§ READING PASSAGE
-- start --

Note: For a deeper explanation of the regex syntax for the last example, read this stack overflow post.
Look around operations are useful when you are unsure of the pattern itself, but you know exactly what its preceding or following pattern is. I’ve found that the clearest explanation of look around operations comes from the RStudio cheetsheet on string_r
, as depicted below.
# Examples of different types of look arounds ----------------------------------
recipes <- c("croissant recipes",
"apple pie recipe",
"chocolate cake recipe", # Extra space
"cookie receipe", # Deliberate typo
"secret KFC-recipe",
"very secret McDonalds soft-serve recipe") # Extra space
# Use positive look-ahead (?=...) to extract the preceding word
str_extract(recipes, "\\S+(?=\\s*recipes?)")
#> [1] "croissant" "pie" "cake" NA "KFC-" "soft-serve"
# Use positive look-behind (?<=) on "secret" to identify the secret recipes
str_extract(recipes, "(?<=secret\\s{1,10})\\S+.+")

-- end --

§ COLLECTED MATERIAL
-- start --

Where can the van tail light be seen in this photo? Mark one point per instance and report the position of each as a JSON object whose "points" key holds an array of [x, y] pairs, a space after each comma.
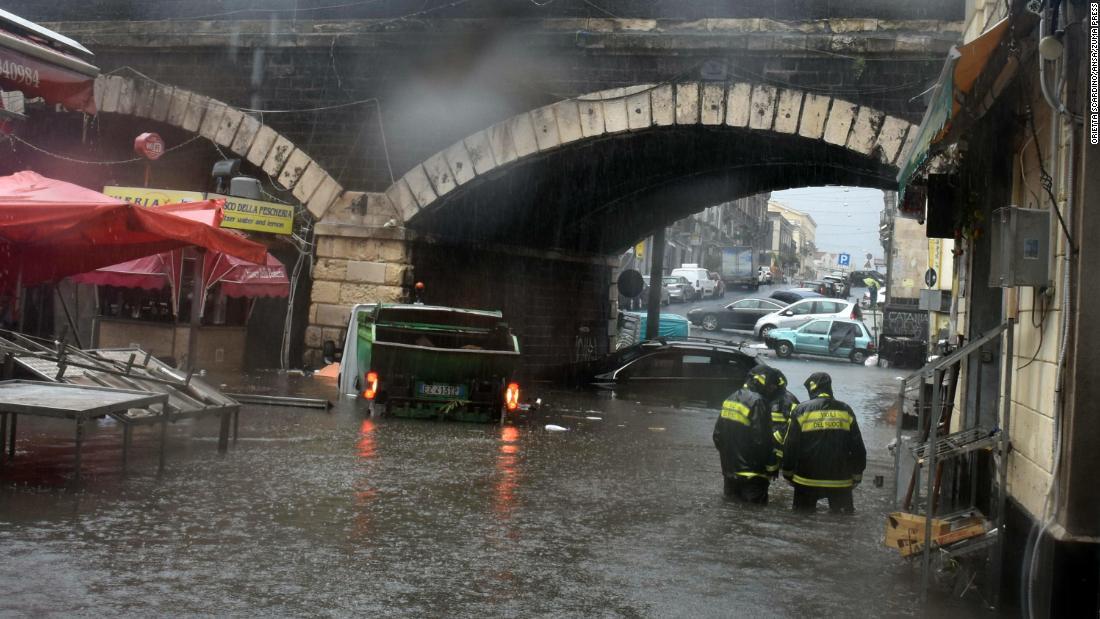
{"points": [[512, 396], [371, 378]]}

-- end --

Please continue the passage on regex look-around operations in R, starting right after its final line of code.

§ RIGHT ANSWER
#> [1] NA NA NA
#> [4] NA "KFC-recipe" "McDonalds soft-serve recipe"
Note: Positive look-behinds require defined boundary specifications i.e. the operation +
needs to be converted into {1,1000}
.
With regex revised, let us return to our Haighs chocolate survey. The first thing we can see is that html tags have been retained inside the comment field and that this field is very long (i.e. difficult to read).
We can improve the readability of the survey by:
separate()
.# Examine survey data ----------------------------------------------------------
survey %>%
head(5)
# A tibble: 5 x 3
respondee rating comment_field
<chr> <chr> <chr>
1 expert_1 8 "<textarea name=\"comment\" form=\"1\"> <Grade ~
2 expert_2 7 "<textarea name=\"comment\" form=\"1\"> <Grade ~
3 expert_3 8 "<textarea name=\"comment\" form=\"1\"> <Grade ~
4 expert_4 10 "<textarea name=\"comment\" form=\"1\"> <Grade ~
5 expert_5 7 "<textarea name=\"comment\" form=\"1\"> <Grade ~
# Remove html tags -------------------------------------------------------------
# Remove html tags with <[^>]+>
# Remove html code with \\&\\w+\\;
survey <- survey %>%
mutate(comment_field = str_replace_all(comment_field, "<[^>]+>", ""),
comment_field = str_replace_all(comment_field, "\\&\\w+\\;", ""))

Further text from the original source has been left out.